— What to do —
**A.** In the fertility post, update the passage that begins at the words "A year ago…I" and stops after "there until morning.", changing "tight-lipped smile" to "forced smile".
**B.** According to the fertility post, how many embryo transfers did the writer go through during 2013?
**C.** Resume the fertility post after its last sentence.

Monday, August 18, 2014

A Year Ago....

In addition to being a writer, wife, and finally mother, I am also a preschool teacher.  Today was my first day back to school after a long summer off.  I was so excited to go back to see all the teachers that I love so much at WBWP.  A couple of these amazing ladies knew about my struggles, but the majority of them did not.  During 2013 Eric and I went through our second round of fertility treatments.  It was an incredibly rough time.  It was both physically and emotionally draining.  I went through two embryo transfers and had surgery all within a few months.  We went through all of this and most of the people in our lives had no clue any of it was going on.

I wrote "A Year Ago," through hiccups and tears as I was working through all my emotions.  I have a lot of painful memories from last year, but I was also able to see a lot of good.  God put people in my life to help me when I needed it most.  I shared this poem today with my fellow teachers.  I wanted them to know how grateful I was that they were there for me without even knowing it.  I also thought it was a good reminder that we never know what someone is going through in their lives.  A person may look to be perfectly put together but is just crumbling beneath the surface.  A warm smile, a kind word may be just what they need to get through the day.  Don't let that moment pass you by.

A Year Ago

A year ago….. I was going through my last invitro fertilization with my last 2 precious frozen embryos.

A year ago…I was recovering from a surgery to remove my fallopian tubes that was hopefully going to help heal my body so I could sustain a pregnancy.

A year ago….I was struggling just to keep up with life with 3 small kids.  I plastered on a tight-lipped smile as I stood at the meet the teacher social at Ethan & Ella’s school.  I was in so much pain by the time I got home that I went straight to bed and stayed there until morning.

A year ago….I was in CPR class with Kelly at in service at WBWP.  We were about to do the Heimlich maneuver and I had to quickly tell her that she couldn’t do it on me because I just had surgery.  God took the choice about keeping my struggles to myself out of my hands.  I am so thankful He did.

— Given information —
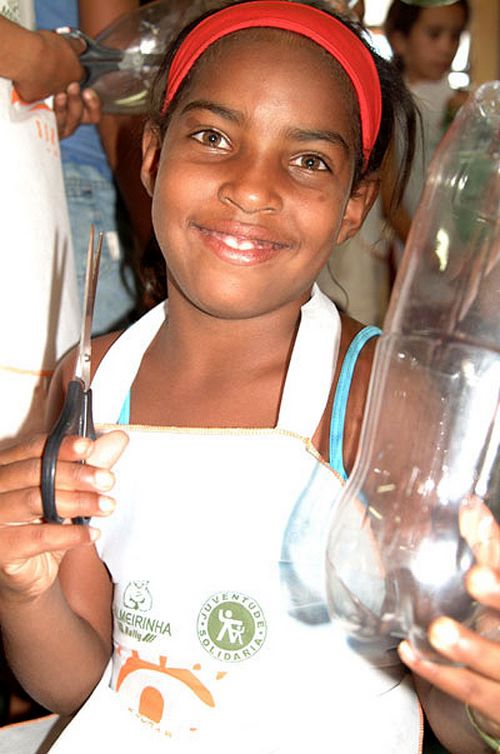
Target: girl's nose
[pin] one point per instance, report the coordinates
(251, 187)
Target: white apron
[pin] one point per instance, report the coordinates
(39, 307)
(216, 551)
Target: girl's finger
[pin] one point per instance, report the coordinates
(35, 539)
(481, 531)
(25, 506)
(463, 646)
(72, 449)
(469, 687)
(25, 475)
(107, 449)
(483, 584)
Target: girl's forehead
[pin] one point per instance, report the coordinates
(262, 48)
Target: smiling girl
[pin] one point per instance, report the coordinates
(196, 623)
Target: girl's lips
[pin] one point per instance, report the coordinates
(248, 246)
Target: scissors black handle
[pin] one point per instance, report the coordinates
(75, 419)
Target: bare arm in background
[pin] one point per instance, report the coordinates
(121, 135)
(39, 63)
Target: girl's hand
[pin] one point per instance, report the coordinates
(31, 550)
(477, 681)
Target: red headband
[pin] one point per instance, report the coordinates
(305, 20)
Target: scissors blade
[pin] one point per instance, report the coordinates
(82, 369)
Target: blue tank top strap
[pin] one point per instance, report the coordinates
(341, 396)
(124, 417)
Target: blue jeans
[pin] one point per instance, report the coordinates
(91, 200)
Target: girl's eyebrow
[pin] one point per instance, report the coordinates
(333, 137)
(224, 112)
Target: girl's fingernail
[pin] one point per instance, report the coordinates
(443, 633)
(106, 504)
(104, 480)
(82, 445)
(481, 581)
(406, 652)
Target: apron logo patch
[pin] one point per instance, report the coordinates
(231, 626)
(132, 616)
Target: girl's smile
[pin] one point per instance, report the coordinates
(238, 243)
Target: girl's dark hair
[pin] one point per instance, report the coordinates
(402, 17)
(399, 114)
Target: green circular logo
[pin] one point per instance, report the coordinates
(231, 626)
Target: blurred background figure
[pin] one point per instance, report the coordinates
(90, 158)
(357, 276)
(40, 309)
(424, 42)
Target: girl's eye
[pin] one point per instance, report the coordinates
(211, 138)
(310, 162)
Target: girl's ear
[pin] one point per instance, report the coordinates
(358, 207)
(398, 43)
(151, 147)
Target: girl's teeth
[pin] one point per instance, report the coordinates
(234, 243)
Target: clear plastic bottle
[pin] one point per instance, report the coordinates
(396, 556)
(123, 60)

==

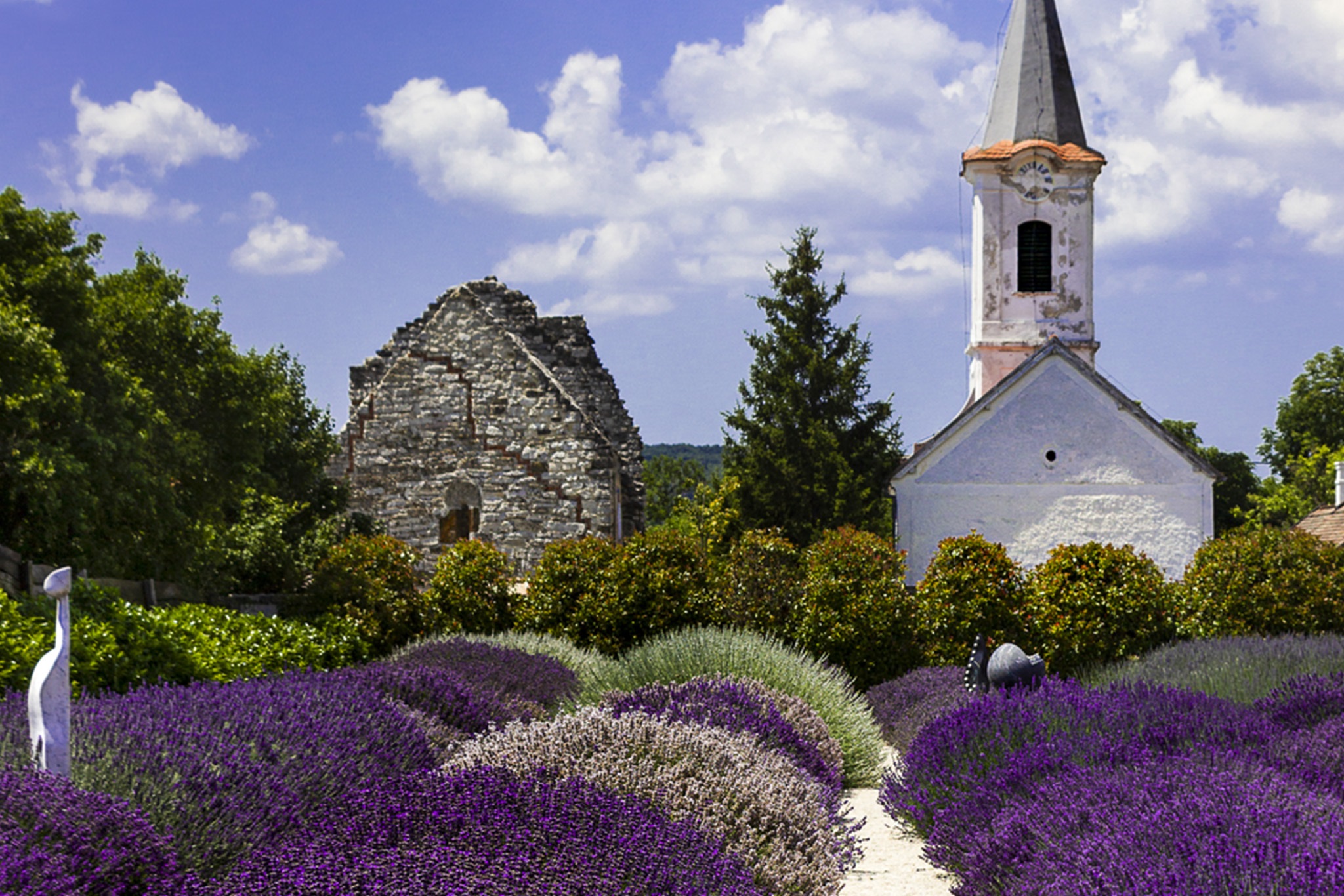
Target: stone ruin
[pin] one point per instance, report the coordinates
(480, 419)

==

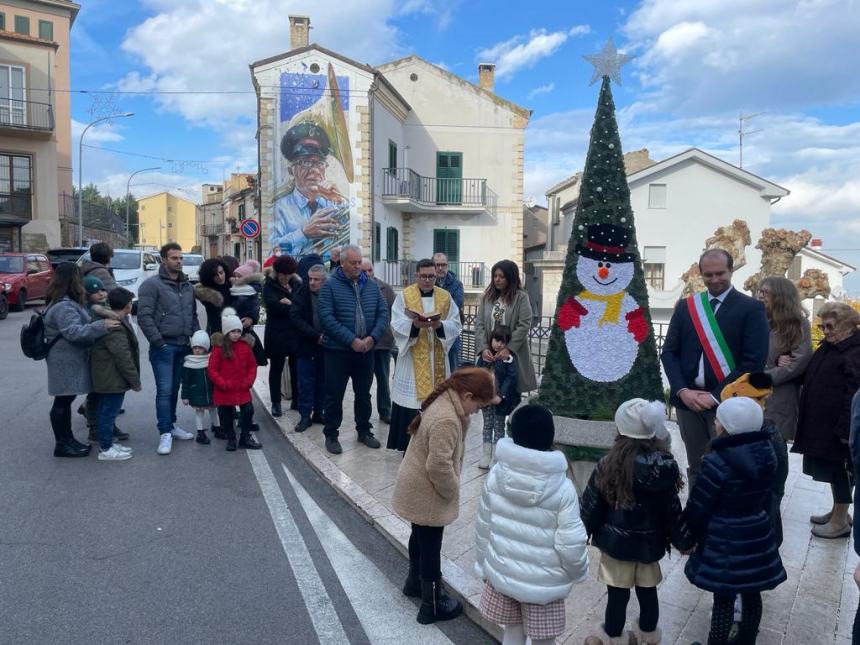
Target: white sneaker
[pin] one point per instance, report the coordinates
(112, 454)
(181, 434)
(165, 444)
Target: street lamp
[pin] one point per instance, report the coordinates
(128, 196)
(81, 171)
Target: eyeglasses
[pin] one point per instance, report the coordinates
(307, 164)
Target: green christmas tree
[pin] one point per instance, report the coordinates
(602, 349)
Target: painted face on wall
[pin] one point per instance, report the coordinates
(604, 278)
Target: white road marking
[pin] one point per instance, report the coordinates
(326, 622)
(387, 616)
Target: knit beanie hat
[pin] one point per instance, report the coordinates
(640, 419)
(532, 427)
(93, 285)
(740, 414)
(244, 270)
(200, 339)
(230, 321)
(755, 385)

— Responses to the tasks —
**A.**
A year ago…I was recovering from a surgery to remove my fallopian tubes that was hopefully going to help heal my body so I could sustain a pregnancy.

A year ago….I was struggling just to keep up with life with 3 small kids.  I plastered on a forced smile as I stood at the meet the teacher social at Ethan & Ella’s school.  I was in so much pain by the time I got home that I went straight to bed and stayed there until morning.

**B.** Two.

**C.**
A year ago….I sat in Windy’s office and cried with her because I wanted my babies so bad.  God comforted me through Windy’s embrace and the prayers I knew she said for me.

A year ago….I had a lot of bad days, but you, ladies of WBWP, smiled at me in the hall, made me laugh and helped me forget about the bad stuff and remember all the wonderful stuff God has blessed me with.

A year ago….I thought about Matthew’s first day of Kindergarten in 2014 and my only thought was will I have a baby in a Baby Bjorn or will I have twins in a stroller with me?

A year ago God told me that I would not have any more children.  My embryos that I had loved….named …had seen grow up in my mind’s eye…Who would look like??? Ethan, Ella or Matthew????What combination of all of us would they be???   Well I will never see them this side of Heaven.

A year ago I grieved the babies that I thought God had planned for me and would never be.

Today I walked my last baby, Matthew, to Kindergarten.

Today I mourned my last baby growing into a big boy.

Today I watched his confidence and excitement as he walked through the doors of his new elementary school.  You, ladies of WBWP, helped him have that confidence and love for learning.

Today I am thankful that I get to go to work with a group of ladies that I know will love and pray for me.


Today I am thankful that I get the honor and privilege to love on babies.  They may have not come from my womb but God put them in my heart.